• Exercise directions: Copy out the stretch of items below from the line containing "# test: pointer returns one pin per instance of the sky" through the last line of the items, keeping every line unchanged.
——————————
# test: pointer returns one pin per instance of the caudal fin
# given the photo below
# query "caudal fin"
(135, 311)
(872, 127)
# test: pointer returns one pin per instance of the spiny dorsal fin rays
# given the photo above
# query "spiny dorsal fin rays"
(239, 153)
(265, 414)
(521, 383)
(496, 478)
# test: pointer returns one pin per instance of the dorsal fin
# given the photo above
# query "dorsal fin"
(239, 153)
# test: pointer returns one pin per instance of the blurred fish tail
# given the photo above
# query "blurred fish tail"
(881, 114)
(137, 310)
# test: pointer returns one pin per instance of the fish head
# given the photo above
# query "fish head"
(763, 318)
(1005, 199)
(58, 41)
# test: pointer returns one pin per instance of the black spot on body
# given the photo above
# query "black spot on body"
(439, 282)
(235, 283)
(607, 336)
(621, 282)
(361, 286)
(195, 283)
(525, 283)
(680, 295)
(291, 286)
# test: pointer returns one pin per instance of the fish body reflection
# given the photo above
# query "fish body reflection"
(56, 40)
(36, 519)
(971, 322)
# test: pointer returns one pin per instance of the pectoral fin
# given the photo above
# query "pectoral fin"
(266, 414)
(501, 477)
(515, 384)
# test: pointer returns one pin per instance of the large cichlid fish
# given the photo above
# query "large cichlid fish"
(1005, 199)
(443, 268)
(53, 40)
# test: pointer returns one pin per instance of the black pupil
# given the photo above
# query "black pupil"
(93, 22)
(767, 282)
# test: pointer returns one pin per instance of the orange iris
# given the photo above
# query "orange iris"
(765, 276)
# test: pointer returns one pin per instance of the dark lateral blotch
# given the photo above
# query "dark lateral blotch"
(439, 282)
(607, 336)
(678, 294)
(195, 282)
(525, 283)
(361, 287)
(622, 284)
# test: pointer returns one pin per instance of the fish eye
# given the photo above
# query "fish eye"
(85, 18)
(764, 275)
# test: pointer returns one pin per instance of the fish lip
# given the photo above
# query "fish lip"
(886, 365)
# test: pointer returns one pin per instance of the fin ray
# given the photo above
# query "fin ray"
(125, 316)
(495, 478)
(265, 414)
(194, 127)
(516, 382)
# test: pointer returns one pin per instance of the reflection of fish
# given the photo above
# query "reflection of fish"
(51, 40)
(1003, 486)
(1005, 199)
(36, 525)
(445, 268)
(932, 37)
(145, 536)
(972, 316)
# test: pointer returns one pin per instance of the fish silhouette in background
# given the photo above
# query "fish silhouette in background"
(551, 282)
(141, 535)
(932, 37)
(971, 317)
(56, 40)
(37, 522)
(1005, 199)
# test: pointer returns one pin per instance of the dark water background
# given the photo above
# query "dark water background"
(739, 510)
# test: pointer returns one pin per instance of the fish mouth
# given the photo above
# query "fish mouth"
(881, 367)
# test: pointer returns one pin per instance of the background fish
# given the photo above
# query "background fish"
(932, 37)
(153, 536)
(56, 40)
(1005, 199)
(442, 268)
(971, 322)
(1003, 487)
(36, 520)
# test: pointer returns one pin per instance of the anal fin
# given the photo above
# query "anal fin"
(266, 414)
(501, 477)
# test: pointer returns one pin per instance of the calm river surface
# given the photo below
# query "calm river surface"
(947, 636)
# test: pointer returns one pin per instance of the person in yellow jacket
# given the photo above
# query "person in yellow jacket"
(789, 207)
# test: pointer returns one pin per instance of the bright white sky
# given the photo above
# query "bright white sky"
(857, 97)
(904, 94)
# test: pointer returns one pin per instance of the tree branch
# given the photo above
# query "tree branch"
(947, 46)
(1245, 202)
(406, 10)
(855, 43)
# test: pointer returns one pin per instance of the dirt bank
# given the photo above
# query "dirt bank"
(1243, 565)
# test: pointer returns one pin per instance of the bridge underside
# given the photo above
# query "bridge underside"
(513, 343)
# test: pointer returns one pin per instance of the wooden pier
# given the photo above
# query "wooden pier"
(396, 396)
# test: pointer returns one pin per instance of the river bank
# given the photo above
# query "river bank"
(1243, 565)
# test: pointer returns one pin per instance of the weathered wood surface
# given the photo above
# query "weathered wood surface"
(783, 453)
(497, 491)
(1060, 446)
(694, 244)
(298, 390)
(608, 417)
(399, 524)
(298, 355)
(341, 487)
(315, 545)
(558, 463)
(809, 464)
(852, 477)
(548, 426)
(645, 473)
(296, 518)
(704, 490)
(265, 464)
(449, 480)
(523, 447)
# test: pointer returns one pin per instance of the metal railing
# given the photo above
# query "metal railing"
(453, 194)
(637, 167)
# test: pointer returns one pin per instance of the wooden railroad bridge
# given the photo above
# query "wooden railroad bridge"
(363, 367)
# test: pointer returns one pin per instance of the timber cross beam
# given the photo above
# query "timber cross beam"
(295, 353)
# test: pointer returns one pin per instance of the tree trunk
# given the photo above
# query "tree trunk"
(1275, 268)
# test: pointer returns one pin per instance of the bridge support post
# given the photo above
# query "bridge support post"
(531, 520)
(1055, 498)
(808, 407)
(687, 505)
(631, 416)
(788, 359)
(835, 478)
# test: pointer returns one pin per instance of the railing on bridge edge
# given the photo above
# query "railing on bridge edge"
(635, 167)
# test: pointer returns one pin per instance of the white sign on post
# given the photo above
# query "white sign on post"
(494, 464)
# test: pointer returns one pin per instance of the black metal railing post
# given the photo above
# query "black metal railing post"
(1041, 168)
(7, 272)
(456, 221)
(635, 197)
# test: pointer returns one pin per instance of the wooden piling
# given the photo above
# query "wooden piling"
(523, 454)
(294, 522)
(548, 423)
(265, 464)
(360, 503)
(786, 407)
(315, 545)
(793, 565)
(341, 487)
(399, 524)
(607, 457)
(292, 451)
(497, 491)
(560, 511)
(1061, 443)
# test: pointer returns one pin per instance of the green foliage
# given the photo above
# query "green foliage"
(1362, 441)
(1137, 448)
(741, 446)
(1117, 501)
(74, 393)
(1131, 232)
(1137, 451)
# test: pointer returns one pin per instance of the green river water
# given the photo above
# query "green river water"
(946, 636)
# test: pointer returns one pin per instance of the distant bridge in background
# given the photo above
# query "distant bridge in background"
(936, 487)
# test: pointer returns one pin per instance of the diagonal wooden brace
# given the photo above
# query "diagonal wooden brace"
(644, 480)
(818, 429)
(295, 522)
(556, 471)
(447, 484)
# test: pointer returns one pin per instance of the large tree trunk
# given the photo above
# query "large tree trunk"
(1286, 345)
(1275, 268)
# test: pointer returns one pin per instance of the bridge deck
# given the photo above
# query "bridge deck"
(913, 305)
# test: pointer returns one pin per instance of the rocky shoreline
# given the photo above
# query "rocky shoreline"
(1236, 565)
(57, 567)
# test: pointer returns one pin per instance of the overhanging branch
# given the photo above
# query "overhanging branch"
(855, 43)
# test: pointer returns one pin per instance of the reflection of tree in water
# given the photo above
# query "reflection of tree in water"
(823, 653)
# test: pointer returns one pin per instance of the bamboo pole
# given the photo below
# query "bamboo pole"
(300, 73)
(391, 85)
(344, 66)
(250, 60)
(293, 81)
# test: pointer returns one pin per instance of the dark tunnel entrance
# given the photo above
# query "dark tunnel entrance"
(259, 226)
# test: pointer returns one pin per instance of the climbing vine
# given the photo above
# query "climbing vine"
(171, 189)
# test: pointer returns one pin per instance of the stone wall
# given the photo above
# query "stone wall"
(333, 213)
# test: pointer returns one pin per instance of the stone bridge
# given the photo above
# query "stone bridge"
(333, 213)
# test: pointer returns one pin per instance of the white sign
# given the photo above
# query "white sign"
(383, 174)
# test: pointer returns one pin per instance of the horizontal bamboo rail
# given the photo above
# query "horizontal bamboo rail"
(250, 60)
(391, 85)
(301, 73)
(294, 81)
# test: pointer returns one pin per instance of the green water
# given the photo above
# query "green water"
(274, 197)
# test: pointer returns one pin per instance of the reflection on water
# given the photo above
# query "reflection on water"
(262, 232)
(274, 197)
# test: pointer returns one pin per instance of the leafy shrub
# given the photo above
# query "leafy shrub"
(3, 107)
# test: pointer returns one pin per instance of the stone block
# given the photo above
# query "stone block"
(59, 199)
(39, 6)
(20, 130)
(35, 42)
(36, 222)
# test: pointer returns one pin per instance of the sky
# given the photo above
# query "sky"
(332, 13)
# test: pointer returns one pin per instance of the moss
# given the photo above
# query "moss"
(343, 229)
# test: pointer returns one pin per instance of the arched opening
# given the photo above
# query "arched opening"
——————————
• Written response:
# test: pointer returns one pin per instance of the sky
# given the photo above
# query "sky"
(332, 13)
# test: pointer returns one pin per instance of the moss
# given the photo above
# query "moss"
(343, 229)
# test: pointer returns one pin per instance of the arched opening
# given the photo above
# query "arched opening"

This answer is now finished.